- Excerpt:

^^^^

Refresh  ·   Instagram  ·   Twitter  ·   Tumblr

My Constant Companion: Social Anxiety

Skrivet:    ·  Body, Generally
 

I can still remember three years ago when, after a full year of blood work and urine samples and tedious medical examinations, my doctor asked me if the nausea in my stomach felt more like butterflies. The answer I gave completely changed everything.

Hand in hand with society anxiety came the depression, and I was experiencing things typically twelve year olds don’t experience. Shouldn’t experience. I was put in medication, with a dosage that continually increased as the year ticked by, and recommended a shrink. Before anything was really figured out, my entire life was picked up and moved across the country. New doctors, new surroundings, new everything. Since then, I’ve been through three different therapists and started at two new schools, and still managed to overcome my anxiety. And here’s how.

Be open. Everyone gets nervous meeting new people, presenting in front of groups or talking to older, “more important” people like teachers. People with social anxiety experience these nerves, just to an extreme and more often. If you talk about your nervousness, it’s likely other people have been or are nervous about the same thing, even if they don’t have social anxiety. Talking about these things and learning how other people have overcome them will help calm you down and allow yourself to face whatever comes at you.

Know your symptoms. Everyone’s social anxiety makes them feel differently. Some people get shaky, some people get sweaty, some people get dizzy. For me, my key symptom was feeling nauseous. This is why, when I complained to my mom, we originally thought it was some sort of stomach problem. Once we realized the nausea was my social anxiety, it was a lot easier to stop using it as an excuse to miss school and opt out of social situations. Once you know your symptoms, you can remind yourself that it’s a normal thing that you experience and that it can’t hurt you unless you let it.

Embrace it. 
I spent a lot of time denying that my social anxiety impacted my day to day life the way it did. I thought that my social anxiety just made me a little awkward, a little quirky. But every morning, when I woke up for school feeling nauseous I would claim I was sick and refuse to go to school. Once I’d accepted that it was just the way I felt when I was anxious, things got a lot easier. I’d felt nauseous before social situations countless times, and never once had it actually affected me or made me throw up. My social anciety and the symptoms it came with were my constant companions before social events, and as soon as I realized it wasn’t going to go away without something changing, I embraced it and eventually it did.

^^^^

- Dataset section:
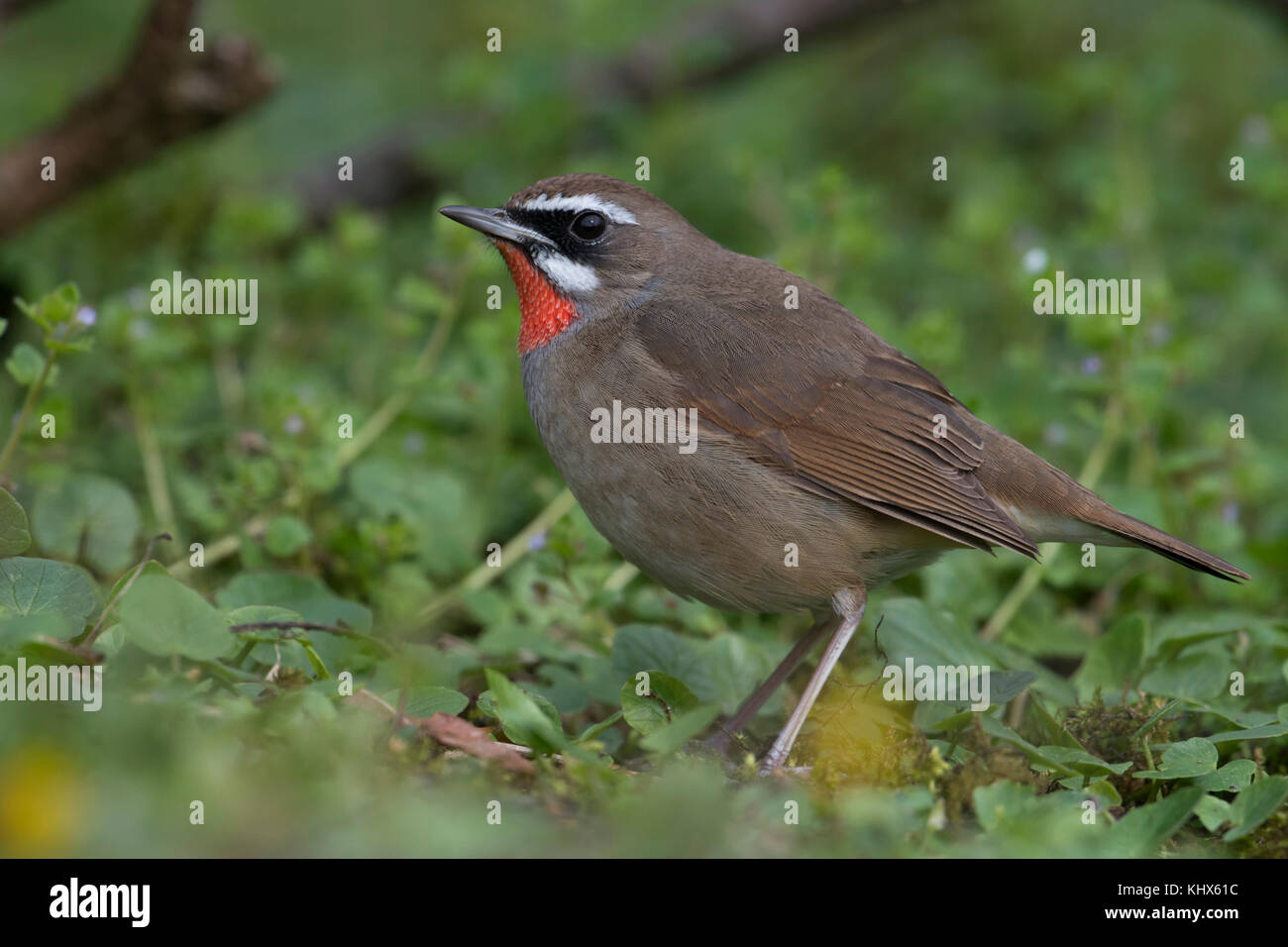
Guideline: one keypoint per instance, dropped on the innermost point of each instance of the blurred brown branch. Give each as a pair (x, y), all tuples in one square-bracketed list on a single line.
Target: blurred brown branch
[(162, 94)]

^^^^

- Instructions for the task: Rewrite the stretch of the social anxiety post from "Know your symptoms. Everyone’s" through "Embrace it.", swapping "dizzy" for "lightheaded". The data has nothing to do with the post on social anxiety.

- Answer to the exercise:
Know your symptoms. Everyone’s social anxiety makes them feel differently. Some people get shaky, some people get sweaty, some people get lightheaded. For me, my key symptom was feeling nauseous. This is why, when I complained to my mom, we originally thought it was some sort of stomach problem. Once we realized the nausea was my social anxiety, it was a lot easier to stop using it as an excuse to miss school and opt out of social situations. Once you know your symptoms, you can remind yourself that it’s a normal thing that you experience and that it can’t hurt you unless you let it.

Embrace it.